▶ **TASKS TO PERFORM**
- A) In the excerpt about visiting Canyonlands and Arches, what caused Skyline Arch to double in size in the 1940s?
- B) Write the next part of the travel account of Canyonlands and Arches National Parks, picking up after its final sentence.

▶ **EXCERPT PROVIDED**
== Segment start ==

But the views were absolutely spectacular, and I made it down safely to the canyon floor.

At the bottom, the Shafer Trail joins with the Potash Road which runs all the way across the floor of the canyon and up to the town of Moab on the other side, but that total drive is over 40 miles on gravel road (speed limit 15 mph). And rain clouds were starting to form over Island in the Sky. I definitely didn’t want to be caught down there in a storm. So I turned around and drove back up the way I came.

Once I made it back to the highway, I left Canyonlands National Park, but my day’s adventures weren’t over yet. When I was planning for this trip, I didn’t put Arches National Park into my calculations because technically I had already been there. In 2021, on my way home from a visit to the Dakotas and Nevada, my route happened to take me right by the entrance to it, and I “popped in” for a couple of hours on impulse. The parts I saw were impressive, but I didn’t see nearly the whole thing. Canyonlands and Arches are actually very close together (so much that they are part of the same Guide Along tour), so I decided to go back to Arches to see the sun set there.

“Park Avenue” formation.
Arches National Park is even closer to the La Sal Mountains.
Balanced Rock
The “Fiery Furnace” formation looks like tongues of red flame when it catches the late afternoon sun.

I think my favorite “arch” in the park was the rainbow that formed where the sunset struck the intermittent afternoon rainclouds.

Skyline Arch doubled in size abruptly in the 1940s when a HUGE chunk of rock suddenly broke away in its center. All of the arches are in a slow, long-term process of disintegration, and sometimes changes happen dramatically overnight. Guide Along explained the process of arch formation, but I’m not sure I can repeat it accurately. All I can say is, it involves layers of salt and sandstone and the different rates at which they erode.

== Segment end ==

▶ **RAW DATA**
== Segment start ==

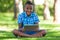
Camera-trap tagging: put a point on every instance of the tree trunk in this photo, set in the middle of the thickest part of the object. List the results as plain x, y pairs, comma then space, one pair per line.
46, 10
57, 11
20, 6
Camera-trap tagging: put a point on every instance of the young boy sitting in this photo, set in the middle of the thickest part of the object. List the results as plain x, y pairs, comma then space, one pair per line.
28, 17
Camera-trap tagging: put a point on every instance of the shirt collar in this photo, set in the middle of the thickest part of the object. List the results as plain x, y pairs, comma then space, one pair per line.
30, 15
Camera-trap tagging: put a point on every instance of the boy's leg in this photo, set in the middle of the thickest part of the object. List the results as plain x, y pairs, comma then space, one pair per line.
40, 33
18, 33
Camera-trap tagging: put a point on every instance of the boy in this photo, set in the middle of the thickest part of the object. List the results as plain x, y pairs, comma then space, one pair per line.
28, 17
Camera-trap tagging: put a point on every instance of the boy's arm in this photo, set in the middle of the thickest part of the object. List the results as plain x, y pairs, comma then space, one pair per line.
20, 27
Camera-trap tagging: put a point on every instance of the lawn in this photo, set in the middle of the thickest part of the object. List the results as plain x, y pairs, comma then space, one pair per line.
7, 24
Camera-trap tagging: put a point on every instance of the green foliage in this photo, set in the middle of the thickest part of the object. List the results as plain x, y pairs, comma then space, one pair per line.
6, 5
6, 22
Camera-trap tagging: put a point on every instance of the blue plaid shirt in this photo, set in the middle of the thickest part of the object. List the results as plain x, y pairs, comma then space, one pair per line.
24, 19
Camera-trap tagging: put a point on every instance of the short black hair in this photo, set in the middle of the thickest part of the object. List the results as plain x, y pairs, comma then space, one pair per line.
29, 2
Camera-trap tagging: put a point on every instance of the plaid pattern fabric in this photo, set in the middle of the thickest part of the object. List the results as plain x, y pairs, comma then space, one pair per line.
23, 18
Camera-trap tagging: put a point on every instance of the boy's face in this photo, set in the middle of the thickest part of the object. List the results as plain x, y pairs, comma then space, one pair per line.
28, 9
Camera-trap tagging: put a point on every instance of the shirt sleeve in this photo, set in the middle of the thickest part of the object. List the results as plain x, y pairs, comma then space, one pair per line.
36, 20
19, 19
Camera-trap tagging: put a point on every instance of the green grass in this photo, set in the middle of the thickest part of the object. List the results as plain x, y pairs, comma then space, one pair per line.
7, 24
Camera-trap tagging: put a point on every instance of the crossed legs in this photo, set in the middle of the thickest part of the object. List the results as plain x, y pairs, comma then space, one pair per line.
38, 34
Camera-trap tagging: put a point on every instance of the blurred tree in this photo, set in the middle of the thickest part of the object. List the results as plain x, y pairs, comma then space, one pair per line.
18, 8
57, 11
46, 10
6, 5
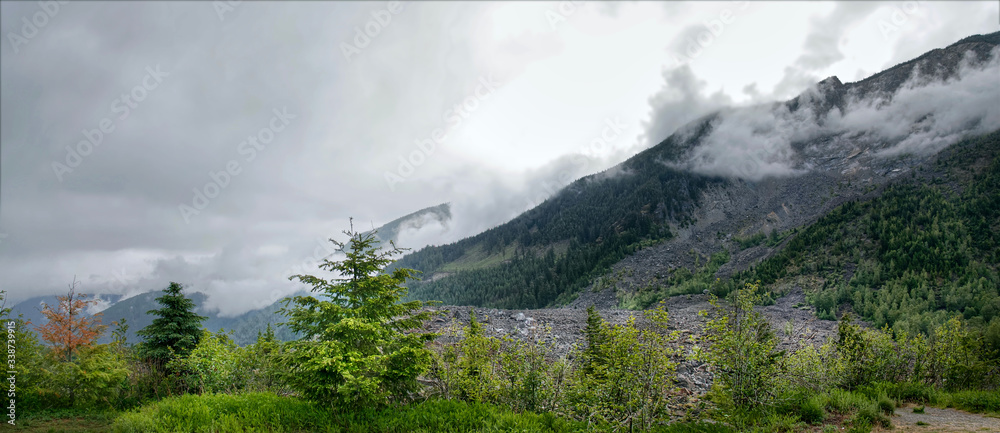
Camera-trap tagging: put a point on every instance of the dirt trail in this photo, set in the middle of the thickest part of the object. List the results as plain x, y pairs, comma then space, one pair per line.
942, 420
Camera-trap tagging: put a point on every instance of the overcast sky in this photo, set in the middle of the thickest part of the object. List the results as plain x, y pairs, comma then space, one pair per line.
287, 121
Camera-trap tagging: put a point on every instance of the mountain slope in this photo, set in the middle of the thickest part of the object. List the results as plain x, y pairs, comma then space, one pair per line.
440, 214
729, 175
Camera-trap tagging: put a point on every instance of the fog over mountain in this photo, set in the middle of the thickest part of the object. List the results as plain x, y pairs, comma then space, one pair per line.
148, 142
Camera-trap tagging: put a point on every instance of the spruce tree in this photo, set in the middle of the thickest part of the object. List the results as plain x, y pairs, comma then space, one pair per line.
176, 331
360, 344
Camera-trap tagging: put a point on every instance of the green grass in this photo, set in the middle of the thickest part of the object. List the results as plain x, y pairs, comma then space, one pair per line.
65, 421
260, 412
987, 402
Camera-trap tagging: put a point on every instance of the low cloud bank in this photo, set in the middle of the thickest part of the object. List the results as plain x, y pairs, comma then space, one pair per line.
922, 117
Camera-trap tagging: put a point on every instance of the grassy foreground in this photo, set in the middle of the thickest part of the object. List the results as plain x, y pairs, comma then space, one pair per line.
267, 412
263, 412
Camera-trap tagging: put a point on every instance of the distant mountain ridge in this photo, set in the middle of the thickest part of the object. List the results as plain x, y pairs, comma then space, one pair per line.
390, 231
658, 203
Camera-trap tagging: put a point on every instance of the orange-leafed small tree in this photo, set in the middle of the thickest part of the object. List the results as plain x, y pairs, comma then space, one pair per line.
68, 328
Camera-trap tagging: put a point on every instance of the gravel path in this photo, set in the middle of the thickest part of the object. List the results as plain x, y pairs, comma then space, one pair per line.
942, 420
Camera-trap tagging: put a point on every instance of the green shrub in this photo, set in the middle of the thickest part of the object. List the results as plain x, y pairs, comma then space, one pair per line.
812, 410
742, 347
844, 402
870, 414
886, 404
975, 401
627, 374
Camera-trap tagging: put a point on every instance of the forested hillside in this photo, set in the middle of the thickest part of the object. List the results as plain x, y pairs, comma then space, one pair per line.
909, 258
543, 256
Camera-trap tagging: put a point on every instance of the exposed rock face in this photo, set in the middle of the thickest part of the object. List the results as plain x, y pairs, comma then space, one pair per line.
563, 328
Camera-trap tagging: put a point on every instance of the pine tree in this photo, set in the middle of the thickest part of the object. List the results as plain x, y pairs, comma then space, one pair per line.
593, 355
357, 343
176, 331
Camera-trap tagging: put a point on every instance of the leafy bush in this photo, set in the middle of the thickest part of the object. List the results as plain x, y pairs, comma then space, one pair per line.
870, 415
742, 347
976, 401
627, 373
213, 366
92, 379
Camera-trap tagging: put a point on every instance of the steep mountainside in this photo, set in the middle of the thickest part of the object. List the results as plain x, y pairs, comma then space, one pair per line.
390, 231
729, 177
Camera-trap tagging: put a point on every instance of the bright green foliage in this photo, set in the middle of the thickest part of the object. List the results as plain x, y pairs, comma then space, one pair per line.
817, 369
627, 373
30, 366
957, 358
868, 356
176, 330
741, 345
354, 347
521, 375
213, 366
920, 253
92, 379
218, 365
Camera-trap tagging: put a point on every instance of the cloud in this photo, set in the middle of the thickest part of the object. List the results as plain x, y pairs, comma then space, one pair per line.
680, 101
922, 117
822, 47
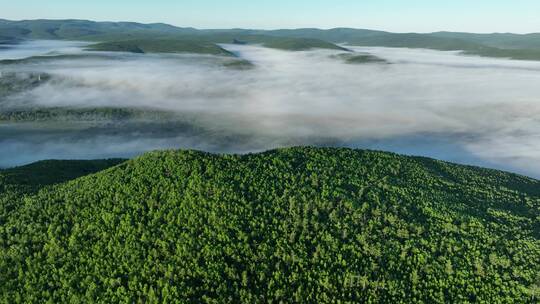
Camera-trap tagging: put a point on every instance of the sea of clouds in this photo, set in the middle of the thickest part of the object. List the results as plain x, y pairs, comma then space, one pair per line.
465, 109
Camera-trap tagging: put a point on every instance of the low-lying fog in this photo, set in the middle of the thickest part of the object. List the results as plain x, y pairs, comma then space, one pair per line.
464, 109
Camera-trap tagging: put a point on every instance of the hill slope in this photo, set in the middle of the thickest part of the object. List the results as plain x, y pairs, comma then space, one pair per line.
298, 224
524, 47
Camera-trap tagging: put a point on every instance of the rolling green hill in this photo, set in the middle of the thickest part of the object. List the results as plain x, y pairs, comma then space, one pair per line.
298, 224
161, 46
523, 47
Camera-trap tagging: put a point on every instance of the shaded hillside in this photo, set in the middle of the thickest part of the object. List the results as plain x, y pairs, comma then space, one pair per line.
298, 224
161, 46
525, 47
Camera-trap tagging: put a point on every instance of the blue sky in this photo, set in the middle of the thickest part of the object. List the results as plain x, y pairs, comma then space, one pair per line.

== Segment end ==

▶ **ANSWERS IN ORDER**
- A) A huge chunk of rock suddenly broke away in its center.

- B)
“Devil’s Garden” is at the end of the road. There are apparently some more dramatic arches if you hike back in there, but I was still not prepared for a long hike and it was getting too late in the day anyway. There are actually over 2,000 different arches recorded in the park… fortunately at least some of them are visible from the road!

Back down a side road on the way back to the park entrance, I did change into my Crocs (as it was drizzling) and do a short-but-steep hike to a vantage point where I could see Delicate Arch, the state symbol of Utah. (I actually kind of got tricked into it. I thought I was walking to the Lower Viewpoint which was supposed to be flat, but I started up a trail and found myself on the way to the Upper Viewpoint. By the time I realized my mistake, I’d done enough climbing that I kept going so as not to waste my effort!).

A different trail takes you right up under the arch, but that’s a much longer walk.

The previous rainbow had faded, but a new one appeared, and even made an effort at being a double.

I ran out of daylight before I made it back to the famous Window Arch, but here’s a picture from my 2021 visit.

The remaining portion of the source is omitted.